Requirement: Without the pictures, set down the records below word for word.

Point labeling examples
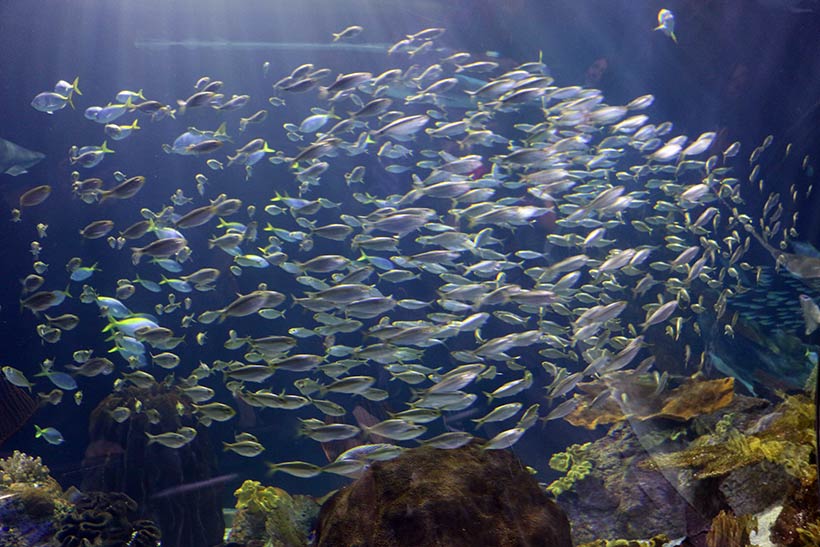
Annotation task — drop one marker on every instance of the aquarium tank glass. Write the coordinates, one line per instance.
(409, 273)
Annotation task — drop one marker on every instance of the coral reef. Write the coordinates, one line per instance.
(150, 473)
(105, 518)
(628, 395)
(727, 530)
(266, 515)
(428, 497)
(16, 407)
(798, 524)
(20, 467)
(574, 463)
(617, 497)
(787, 440)
(31, 501)
(656, 541)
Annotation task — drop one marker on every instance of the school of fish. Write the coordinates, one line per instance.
(568, 228)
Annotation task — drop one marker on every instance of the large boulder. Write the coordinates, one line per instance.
(435, 498)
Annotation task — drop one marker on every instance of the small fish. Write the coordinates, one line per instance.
(246, 448)
(49, 434)
(348, 33)
(666, 24)
(16, 377)
(171, 439)
(811, 313)
(35, 196)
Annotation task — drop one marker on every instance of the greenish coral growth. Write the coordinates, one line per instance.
(22, 468)
(788, 441)
(576, 465)
(810, 535)
(271, 515)
(256, 498)
(656, 541)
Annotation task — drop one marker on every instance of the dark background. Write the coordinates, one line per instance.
(741, 68)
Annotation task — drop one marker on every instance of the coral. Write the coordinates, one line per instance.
(810, 535)
(20, 467)
(788, 441)
(428, 497)
(656, 541)
(574, 463)
(270, 516)
(103, 518)
(628, 395)
(119, 459)
(798, 524)
(254, 497)
(727, 530)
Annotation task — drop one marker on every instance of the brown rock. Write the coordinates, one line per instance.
(444, 498)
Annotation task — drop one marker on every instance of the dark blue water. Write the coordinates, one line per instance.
(739, 68)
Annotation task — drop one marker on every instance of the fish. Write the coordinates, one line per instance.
(467, 246)
(811, 313)
(348, 33)
(666, 24)
(16, 160)
(49, 434)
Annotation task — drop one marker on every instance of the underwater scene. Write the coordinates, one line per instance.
(372, 273)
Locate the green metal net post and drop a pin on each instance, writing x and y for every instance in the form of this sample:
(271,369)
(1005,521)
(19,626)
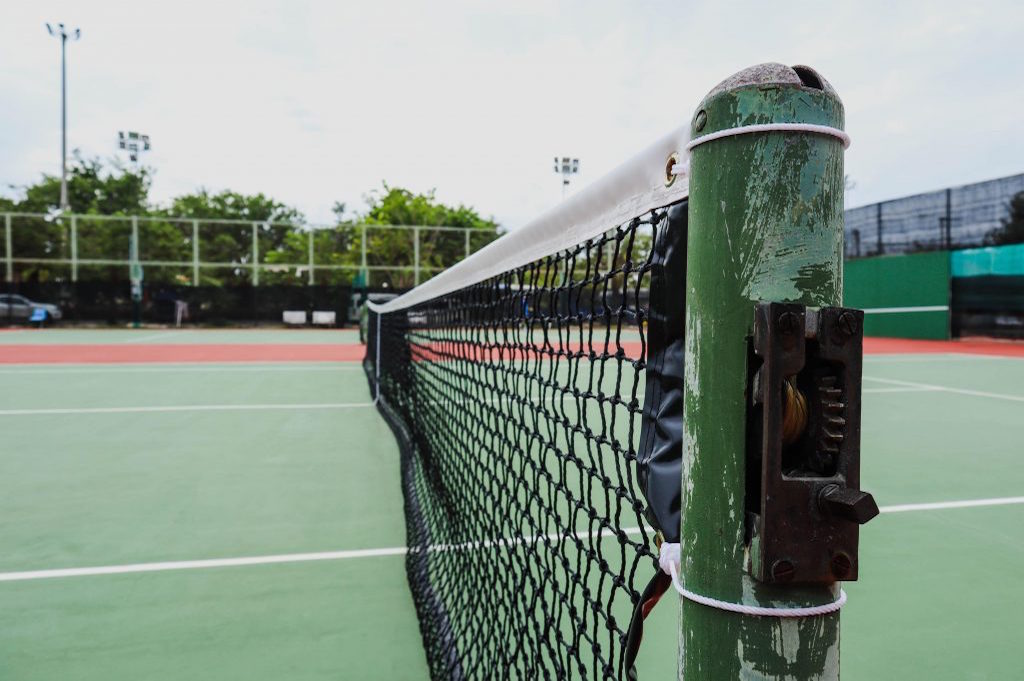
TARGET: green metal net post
(765,224)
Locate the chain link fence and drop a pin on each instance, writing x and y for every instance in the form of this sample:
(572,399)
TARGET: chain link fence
(954,218)
(226,270)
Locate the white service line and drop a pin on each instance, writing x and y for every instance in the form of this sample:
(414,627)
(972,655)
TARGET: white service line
(943,388)
(901,389)
(920,308)
(401,550)
(171,369)
(181,408)
(148,337)
(970,503)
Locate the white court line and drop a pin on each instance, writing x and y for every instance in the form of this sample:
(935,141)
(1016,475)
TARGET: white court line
(147,337)
(172,369)
(906,389)
(943,388)
(401,550)
(921,308)
(181,408)
(970,503)
(937,356)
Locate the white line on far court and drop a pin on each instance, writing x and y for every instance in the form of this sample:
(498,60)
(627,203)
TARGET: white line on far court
(943,388)
(920,308)
(401,550)
(148,337)
(183,369)
(970,503)
(181,408)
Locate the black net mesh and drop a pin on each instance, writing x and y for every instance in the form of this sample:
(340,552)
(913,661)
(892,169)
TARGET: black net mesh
(517,406)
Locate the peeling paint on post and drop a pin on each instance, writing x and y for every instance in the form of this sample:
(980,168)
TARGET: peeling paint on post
(765,223)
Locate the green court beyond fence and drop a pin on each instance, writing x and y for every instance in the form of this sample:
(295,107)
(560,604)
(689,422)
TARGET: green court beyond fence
(903,296)
(972,292)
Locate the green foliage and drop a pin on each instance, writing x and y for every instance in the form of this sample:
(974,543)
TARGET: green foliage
(1012,230)
(438,249)
(283,240)
(91,190)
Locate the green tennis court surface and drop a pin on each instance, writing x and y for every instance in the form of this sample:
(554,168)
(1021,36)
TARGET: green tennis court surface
(162,476)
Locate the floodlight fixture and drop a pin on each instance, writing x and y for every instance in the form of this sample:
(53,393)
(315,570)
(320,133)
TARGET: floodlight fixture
(566,167)
(62,34)
(133,142)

Solution to this problem:
Annotation task — drop one marker on every instance of the aquarium tank glass. Write the coordinates, one line per instance.
(409, 273)
Annotation task — drop one marker on every instance of the coral reef. Write the coordinates, one line per instance.
(150, 473)
(105, 518)
(628, 395)
(727, 530)
(266, 515)
(428, 497)
(16, 407)
(798, 524)
(20, 467)
(574, 463)
(617, 497)
(787, 440)
(31, 501)
(656, 541)
Annotation task — drop one marker on every instance of the school of fish. Write the coordinates, one line per instance.
(568, 228)
Annotation task — drop one marker on every instance of the large boulder. Write the coordinates, one line per instance.
(435, 498)
Annotation task — drop one marker on every instance of the small fish. Write the coordinates, one line per instance.
(246, 448)
(49, 434)
(348, 33)
(666, 24)
(16, 377)
(171, 439)
(811, 313)
(35, 196)
Annotation task — drop one marker on every instance of the greenish coral growth. Write the coordinates, one line per instance.
(22, 468)
(788, 441)
(576, 465)
(810, 535)
(271, 515)
(256, 498)
(656, 541)
Annotation task — drop one marker on every instance of the dark background. Write the coordinates, one line per instance.
(741, 68)
Annotation task — drop one marker on every instance of the coral. Write the coordinates, one line per instance.
(810, 535)
(20, 467)
(788, 441)
(428, 497)
(656, 541)
(574, 463)
(270, 516)
(103, 518)
(628, 395)
(119, 459)
(798, 524)
(254, 497)
(727, 530)
Annotation task — drop one marker on every instance of the brown rock. Write the coordinates, one line per instance.
(444, 498)
Annotation task — drop one marker on every instance of the dark blue water. Write the coordinates, one line per instance.
(739, 68)
Annotation task — drop one marker on every instance of the fish. Write the coordinates, one line per instance.
(467, 246)
(811, 313)
(348, 33)
(666, 24)
(16, 160)
(49, 434)
Annotation task — drop one marker on every instance of the underwater scene. Write the coordinates, one line per instance.
(372, 273)
Locate the green metal net post and drop a pin on each instance, writing x and y for every instance in the form of this sample:
(271,369)
(1005,521)
(19,626)
TARGET: green metal net post
(765,224)
Locate the chain link fence and drop a pin on each instance, writing x and y for every instance in the form of this sample:
(572,399)
TARGET: chain link fence
(954,218)
(226,270)
Locate the white service line and drop a pin on each instance, writing x and y for every instance in the form of this sample:
(414,627)
(972,655)
TARGET: white service line
(943,388)
(901,389)
(920,308)
(401,550)
(171,369)
(181,408)
(148,337)
(970,503)
Locate the white court line and drop a pin on each instance, writing x and y for every instance in the form of this sample:
(935,141)
(1016,475)
TARGET: white court line
(147,337)
(172,369)
(906,389)
(943,388)
(401,550)
(921,308)
(181,408)
(970,503)
(937,356)
Locate the white line on far court and drop a pin on each instance, writing x and y for every instance in the form of this sample:
(498,60)
(627,203)
TARGET: white line on far court
(943,388)
(920,308)
(401,550)
(148,337)
(183,369)
(970,503)
(181,408)
Locate the black net mesh and drop a pin on each instance, writing x and y for every instance in the form of this sample:
(340,552)
(913,661)
(892,169)
TARGET: black net mesh
(517,406)
Locate the peeling paint on post and drop a pin on each instance, writing x and y for every instance in the form of this sample:
(980,168)
TARGET: peeling paint on post
(765,223)
Locate the green court beyond fence and drop a pin on each instance, writing x and y for every instance in the form of this sample:
(295,107)
(560,604)
(689,422)
TARGET: green court beyond fence
(903,296)
(972,292)
Locate the green foliage and drop a pin on each instance, writing x and y for every instance in the form of this sample:
(974,543)
TARGET: green foliage
(1012,230)
(438,249)
(283,240)
(91,190)
Locate the green tennis court surface and drop a pin on each instance, writing x and y for every instance in the form of this sample:
(554,168)
(1021,36)
TARGET: green tennis court surface
(162,476)
Locate the floodlight fixture and drop a pin on each instance, writing x and y for every instance in the form of this sample:
(53,393)
(315,570)
(320,133)
TARGET: floodlight fixture
(566,167)
(62,34)
(133,142)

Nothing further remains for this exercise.